Rule Check Error Code
V2.1 urt_primary matches ^[OPJEAVR][1-4]\.[0-9]{2}$ STAGE2_INVALID_URT_CODE
V2.2 urt_secondary has max 2 elements STAGE2_TOO_MANY_SECONDARY
V2.3 valence is valid enum value STAGE2_INVALID_VALENCE
V2.4 intensity is valid enum value STAGE2_INVALID_INTENSITY
V2.5 span_end > span_start STAGE2_INVALID_SPAN_BOUNDS
V2.6 span_text == text[span_start:span_end] STAGE2_SPAN_TEXT_MISMATCH
V2.7 Spans do not overlap STAGE2_OVERLAPPING_SPANS
V2.8 Exactly one is_primary = true per review STAGE2_PRIMARY_SPAN_COUNT
V2.9 trust_score >= 0.2 and <= 1.0 STAGE2_INVALID_TRUST
V2.10 embedding is 384-dim array STAGE2_INVALID_EMBEDDING
V2.11 usn matches profile-specific regex STAGE2_INVALID_USN
V2.12 related_span_index references valid span STAGE2_INVALID_RELATION

Validation Script

def validate_stage2_output(output: Stage2Output, input_reviews: dict) -> ValidationResult:
    """
    Validate Stage 2 classification output.
    input_reviews: dict mapping (source, review_id, version) -> original text
    """
    errors = []

    for review in output.reviews_classified:
        # V2.1: Valid URT code
        if not re.match(r'^[OPJEAVR][1-4]\.[0-9]{2}$', review.urt_primary):
            errors.append(ValidationError('V2.1', review.review_id, f'Invalid code: {review.urt_primary}'))

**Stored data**
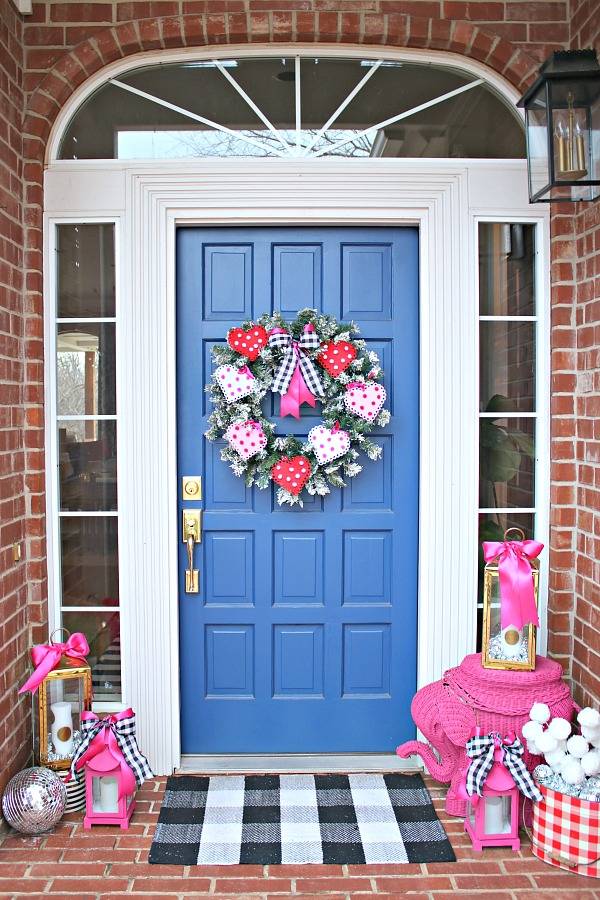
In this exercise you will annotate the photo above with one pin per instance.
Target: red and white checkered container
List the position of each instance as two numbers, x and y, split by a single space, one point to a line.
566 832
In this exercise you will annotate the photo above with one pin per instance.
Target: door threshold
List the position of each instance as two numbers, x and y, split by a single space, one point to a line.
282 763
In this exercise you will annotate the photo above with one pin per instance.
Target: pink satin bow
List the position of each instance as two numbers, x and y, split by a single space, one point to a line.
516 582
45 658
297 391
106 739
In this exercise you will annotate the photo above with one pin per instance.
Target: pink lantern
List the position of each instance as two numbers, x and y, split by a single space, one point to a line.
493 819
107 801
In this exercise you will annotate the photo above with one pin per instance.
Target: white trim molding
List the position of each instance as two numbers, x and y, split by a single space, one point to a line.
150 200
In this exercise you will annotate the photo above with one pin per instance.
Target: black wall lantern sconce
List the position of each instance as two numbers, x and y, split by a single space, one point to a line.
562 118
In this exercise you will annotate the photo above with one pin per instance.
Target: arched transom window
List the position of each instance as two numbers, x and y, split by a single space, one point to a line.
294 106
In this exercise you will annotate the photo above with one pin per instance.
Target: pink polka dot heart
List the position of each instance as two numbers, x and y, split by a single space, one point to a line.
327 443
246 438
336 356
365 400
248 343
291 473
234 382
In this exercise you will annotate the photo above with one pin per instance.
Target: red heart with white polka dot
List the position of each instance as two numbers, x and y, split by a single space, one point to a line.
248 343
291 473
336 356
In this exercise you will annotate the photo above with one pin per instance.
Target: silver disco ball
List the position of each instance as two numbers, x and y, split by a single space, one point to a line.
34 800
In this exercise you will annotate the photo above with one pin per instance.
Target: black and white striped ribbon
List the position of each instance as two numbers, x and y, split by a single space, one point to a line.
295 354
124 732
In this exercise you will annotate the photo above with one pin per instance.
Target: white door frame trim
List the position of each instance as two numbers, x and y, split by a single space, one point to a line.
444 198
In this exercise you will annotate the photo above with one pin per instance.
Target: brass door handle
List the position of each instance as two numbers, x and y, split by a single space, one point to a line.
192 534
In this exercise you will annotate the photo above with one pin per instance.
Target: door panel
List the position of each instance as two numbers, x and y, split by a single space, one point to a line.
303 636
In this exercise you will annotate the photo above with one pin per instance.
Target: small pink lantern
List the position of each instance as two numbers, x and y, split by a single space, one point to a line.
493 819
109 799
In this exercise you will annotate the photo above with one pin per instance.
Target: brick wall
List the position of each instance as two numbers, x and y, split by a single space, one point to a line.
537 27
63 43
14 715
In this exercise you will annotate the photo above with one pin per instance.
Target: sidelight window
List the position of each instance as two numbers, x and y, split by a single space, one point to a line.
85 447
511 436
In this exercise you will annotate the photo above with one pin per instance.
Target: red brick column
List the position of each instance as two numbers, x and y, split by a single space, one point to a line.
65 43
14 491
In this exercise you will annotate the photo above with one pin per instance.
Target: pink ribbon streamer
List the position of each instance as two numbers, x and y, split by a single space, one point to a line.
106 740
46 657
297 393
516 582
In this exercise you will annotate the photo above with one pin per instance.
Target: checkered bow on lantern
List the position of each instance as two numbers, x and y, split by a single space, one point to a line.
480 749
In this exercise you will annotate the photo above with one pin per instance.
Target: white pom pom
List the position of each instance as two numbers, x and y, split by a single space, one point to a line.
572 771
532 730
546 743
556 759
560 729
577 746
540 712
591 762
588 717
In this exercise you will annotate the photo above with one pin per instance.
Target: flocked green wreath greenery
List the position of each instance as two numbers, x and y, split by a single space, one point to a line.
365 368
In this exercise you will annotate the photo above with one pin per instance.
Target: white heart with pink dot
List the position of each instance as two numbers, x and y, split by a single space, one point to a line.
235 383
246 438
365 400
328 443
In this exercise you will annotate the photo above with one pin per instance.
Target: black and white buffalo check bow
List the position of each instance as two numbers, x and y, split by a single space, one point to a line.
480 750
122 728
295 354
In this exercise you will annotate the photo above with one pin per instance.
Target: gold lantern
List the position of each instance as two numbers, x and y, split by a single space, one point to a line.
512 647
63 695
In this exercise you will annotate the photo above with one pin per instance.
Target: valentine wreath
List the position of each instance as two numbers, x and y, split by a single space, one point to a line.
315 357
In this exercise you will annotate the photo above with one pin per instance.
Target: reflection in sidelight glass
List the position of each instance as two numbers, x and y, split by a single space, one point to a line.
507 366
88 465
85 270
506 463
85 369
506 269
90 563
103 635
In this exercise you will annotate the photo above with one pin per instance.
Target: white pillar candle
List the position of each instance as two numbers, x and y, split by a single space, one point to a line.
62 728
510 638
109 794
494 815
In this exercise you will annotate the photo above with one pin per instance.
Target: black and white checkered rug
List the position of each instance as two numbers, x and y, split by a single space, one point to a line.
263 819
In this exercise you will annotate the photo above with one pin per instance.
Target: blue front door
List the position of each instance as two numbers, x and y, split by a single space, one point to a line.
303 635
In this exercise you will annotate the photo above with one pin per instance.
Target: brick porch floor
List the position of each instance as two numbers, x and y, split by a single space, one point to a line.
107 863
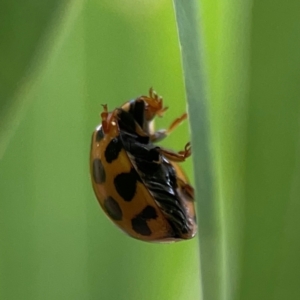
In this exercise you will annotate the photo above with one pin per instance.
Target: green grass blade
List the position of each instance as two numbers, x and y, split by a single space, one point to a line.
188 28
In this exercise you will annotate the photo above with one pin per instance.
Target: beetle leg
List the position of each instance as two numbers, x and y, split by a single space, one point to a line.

**Exercise tasks**
1 > Answer these about the Stage 2 validation page:
(a) Which error code is reported when spans overlap?
(b) How many dimensions must the embedding array have?
(c) In the validation script, which three values form the key that input_reviews maps to the original text?
2 > Carry on the Stage 2 validation page from the line that ends its last sentence, writing the script's next checks.

**Answer set**
1 >
(a) STAGE2_OVERLAPPING_SPANS
(b) 384
(c) source, review_id, version

2 >
        # V2.2: Max 2 secondary codes
        if len(review.urt_secondary) > 2:
            errors.append(ValidationError('V2.2', review.review_id, 'Too many secondary codes'))

        # Get original text for span validation
        key = (review.source, review.review_id, review.review_version)
        original_text = input_reviews.get(key, {}).get('text', '')

        primary_count = 0
        span_ranges = []

        for span in review.spans:
            # V2.5: Valid bounds
            if span.span_end <= span.span_start:
                errors.append(ValidationError('V2.5', span.span_id, 'Invalid bounds'))

            # V2.6: Text matches
            expected_text = original_text[span.span_start:span.span_end]
            if span.span_text != expected_text:
                errors.append(ValidationError('V2.6', span.span_id,
                    f'Text mismatch: expected "{expected_text[:30]}..." got "{span.span_text[:30]}..."'))

            # V2.7: No overlap (check against previous spans)
            for prev_start, prev_end in span_ranges:
                if not (span.span_end <= prev_start or span.span_start >= prev_end):
                    errors.append(ValidationError('V2.7', span.span_id, 'Overlapping span'))
            span_ranges.append((span.span_start, span.span_end))

            # V2.8: Count primaries
            if span.is_primary:
                primary_count += 1

        if primary_count != 1:
            errors.append(ValidationError('V2.8', review.review_id, f'Primary count: {primary_count}'))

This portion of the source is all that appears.